EXERCISE DETAILS —
Locate the line that contains "Query: athlete's arm", then copy it and all later lines of the data below exactly, through the last one.
--- start of PROVIDED DATA ---
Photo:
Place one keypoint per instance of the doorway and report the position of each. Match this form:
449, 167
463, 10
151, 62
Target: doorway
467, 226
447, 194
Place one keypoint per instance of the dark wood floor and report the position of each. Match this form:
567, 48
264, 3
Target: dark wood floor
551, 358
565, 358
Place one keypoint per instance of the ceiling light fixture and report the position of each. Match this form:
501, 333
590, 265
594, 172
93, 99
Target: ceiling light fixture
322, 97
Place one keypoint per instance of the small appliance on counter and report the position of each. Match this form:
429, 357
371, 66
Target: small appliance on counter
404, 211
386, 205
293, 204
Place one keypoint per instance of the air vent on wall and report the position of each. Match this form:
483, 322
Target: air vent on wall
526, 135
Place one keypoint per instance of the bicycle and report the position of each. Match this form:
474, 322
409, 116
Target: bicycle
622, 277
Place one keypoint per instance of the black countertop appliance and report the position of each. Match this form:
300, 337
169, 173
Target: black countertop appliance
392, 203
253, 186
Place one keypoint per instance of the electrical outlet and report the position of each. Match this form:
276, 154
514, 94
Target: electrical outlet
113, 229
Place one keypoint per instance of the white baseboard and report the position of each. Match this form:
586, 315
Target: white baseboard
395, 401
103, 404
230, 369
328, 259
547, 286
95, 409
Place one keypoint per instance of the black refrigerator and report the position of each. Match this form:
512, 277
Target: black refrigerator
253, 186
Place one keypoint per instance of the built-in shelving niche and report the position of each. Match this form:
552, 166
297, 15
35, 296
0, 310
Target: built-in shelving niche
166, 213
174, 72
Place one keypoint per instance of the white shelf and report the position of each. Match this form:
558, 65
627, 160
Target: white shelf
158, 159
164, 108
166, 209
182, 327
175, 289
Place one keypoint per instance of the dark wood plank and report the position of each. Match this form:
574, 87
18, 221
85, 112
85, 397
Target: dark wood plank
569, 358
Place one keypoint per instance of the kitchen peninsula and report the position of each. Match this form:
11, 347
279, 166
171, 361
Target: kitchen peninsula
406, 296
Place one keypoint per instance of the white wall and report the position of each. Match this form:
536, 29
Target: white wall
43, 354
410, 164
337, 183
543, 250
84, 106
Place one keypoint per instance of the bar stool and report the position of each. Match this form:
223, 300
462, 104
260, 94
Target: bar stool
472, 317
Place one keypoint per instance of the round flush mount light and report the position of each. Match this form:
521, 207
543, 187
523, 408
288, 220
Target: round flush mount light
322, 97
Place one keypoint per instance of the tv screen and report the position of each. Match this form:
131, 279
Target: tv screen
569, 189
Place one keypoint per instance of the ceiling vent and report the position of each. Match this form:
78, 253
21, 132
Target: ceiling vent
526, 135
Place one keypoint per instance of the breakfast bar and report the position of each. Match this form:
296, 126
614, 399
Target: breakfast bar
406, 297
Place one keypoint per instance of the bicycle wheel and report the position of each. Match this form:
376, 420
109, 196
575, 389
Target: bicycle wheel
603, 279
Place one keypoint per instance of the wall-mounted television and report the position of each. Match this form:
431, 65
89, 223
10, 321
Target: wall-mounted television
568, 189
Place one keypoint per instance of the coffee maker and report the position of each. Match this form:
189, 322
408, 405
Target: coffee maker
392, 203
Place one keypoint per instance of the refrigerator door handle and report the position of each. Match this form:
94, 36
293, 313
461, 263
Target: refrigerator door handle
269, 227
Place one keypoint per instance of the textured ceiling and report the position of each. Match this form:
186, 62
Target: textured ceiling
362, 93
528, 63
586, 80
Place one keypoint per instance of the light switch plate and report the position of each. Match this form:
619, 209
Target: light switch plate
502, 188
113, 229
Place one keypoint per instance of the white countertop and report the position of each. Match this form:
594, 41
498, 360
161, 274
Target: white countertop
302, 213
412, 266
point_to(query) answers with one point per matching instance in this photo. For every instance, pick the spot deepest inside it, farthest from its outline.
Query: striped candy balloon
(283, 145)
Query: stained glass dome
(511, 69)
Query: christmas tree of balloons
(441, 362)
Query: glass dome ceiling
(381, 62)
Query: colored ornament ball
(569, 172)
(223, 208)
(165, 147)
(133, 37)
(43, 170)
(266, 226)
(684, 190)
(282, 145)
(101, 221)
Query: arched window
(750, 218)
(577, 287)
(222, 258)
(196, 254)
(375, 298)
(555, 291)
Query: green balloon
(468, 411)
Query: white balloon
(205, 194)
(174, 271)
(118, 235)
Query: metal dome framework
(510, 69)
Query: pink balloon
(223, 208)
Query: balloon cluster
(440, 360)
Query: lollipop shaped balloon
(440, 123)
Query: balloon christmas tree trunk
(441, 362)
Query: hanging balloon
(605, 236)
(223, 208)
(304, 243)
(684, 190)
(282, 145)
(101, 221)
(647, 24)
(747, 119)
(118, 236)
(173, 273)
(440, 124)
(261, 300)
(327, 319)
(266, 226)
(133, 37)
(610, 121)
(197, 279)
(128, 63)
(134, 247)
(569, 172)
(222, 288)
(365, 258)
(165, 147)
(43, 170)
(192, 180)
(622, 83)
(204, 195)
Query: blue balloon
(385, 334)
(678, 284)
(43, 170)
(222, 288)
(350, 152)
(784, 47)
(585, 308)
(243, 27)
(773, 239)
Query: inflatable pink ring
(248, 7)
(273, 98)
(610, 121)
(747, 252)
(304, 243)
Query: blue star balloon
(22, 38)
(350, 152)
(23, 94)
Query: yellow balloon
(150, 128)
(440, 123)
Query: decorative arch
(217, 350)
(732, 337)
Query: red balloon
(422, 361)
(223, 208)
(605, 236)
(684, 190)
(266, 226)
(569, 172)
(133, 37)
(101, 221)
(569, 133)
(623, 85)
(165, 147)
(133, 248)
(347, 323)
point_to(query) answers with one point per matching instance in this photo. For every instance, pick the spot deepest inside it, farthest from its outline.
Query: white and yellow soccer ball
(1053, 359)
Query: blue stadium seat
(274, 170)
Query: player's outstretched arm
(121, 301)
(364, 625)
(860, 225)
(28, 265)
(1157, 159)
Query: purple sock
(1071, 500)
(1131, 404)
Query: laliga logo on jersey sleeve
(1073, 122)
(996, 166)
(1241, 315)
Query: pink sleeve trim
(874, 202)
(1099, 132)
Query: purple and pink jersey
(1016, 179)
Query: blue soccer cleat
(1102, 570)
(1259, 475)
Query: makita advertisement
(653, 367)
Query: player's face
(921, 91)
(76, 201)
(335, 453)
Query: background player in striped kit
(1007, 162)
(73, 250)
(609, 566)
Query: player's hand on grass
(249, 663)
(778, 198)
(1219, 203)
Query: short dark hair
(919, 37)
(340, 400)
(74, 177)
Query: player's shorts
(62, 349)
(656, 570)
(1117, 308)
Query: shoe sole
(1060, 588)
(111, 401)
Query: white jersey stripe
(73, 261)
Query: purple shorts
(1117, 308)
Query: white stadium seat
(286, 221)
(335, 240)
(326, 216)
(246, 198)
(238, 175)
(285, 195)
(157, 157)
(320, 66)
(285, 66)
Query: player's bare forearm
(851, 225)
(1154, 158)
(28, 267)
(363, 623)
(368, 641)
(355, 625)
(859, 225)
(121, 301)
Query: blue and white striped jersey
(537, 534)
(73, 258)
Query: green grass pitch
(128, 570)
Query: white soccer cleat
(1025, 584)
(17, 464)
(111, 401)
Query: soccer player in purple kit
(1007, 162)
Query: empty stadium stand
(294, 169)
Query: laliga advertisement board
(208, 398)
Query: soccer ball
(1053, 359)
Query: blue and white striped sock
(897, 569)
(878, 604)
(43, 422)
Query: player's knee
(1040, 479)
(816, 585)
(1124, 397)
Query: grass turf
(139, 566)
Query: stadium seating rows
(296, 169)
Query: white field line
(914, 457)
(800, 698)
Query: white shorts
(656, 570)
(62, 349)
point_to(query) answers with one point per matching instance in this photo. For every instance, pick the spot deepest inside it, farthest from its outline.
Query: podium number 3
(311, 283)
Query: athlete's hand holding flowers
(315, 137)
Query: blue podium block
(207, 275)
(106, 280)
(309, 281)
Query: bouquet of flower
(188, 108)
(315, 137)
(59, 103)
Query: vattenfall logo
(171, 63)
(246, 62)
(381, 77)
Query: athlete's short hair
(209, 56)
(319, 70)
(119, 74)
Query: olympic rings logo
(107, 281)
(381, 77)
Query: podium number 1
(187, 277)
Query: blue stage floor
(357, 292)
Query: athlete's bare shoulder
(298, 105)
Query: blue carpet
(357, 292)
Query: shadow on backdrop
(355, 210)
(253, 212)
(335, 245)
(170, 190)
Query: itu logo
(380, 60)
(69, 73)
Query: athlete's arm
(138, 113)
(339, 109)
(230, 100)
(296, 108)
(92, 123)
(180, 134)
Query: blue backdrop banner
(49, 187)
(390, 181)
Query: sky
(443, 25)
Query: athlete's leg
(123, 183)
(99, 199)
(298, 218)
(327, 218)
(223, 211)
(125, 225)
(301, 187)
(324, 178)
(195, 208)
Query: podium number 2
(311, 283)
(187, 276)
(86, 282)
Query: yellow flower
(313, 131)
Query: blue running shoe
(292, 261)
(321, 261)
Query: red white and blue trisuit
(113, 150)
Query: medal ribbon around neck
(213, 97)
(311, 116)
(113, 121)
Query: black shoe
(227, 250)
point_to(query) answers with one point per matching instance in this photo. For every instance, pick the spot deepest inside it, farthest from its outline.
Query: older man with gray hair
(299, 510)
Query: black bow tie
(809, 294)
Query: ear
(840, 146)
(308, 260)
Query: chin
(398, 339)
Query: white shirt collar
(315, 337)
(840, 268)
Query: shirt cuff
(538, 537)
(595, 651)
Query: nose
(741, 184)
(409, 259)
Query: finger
--- end of PROVIDED DATA ---
OUTPUT FOR THIS TASK —
Query: athlete's arm
(138, 113)
(339, 109)
(230, 100)
(296, 108)
(92, 123)
(180, 134)
Query: blue backdrop banner
(49, 187)
(390, 181)
Query: sky
(443, 25)
Query: athlete's leg
(123, 183)
(99, 199)
(298, 218)
(327, 218)
(223, 211)
(125, 225)
(301, 187)
(324, 178)
(195, 208)
Query: podium number 2
(311, 283)
(187, 276)
(86, 282)
Query: yellow flower
(313, 131)
Query: blue running shoe
(292, 261)
(321, 261)
Query: red white and blue trisuit
(113, 150)
Query: medal ribbon around neck
(213, 97)
(311, 116)
(113, 121)
Query: black shoe
(227, 250)
point_to(query) answers with one point per matching instance in this photo. For every instance, pick the spot deepest inside it, farthest from its outline.
Query: older man with gray hair
(299, 510)
Query: black bow tie
(809, 294)
Query: ear
(840, 146)
(308, 260)
Query: chin
(398, 339)
Query: white shirt collar
(315, 337)
(840, 268)
Query: shirt cuff
(538, 537)
(595, 651)
Query: nose
(741, 184)
(409, 259)
Query: finger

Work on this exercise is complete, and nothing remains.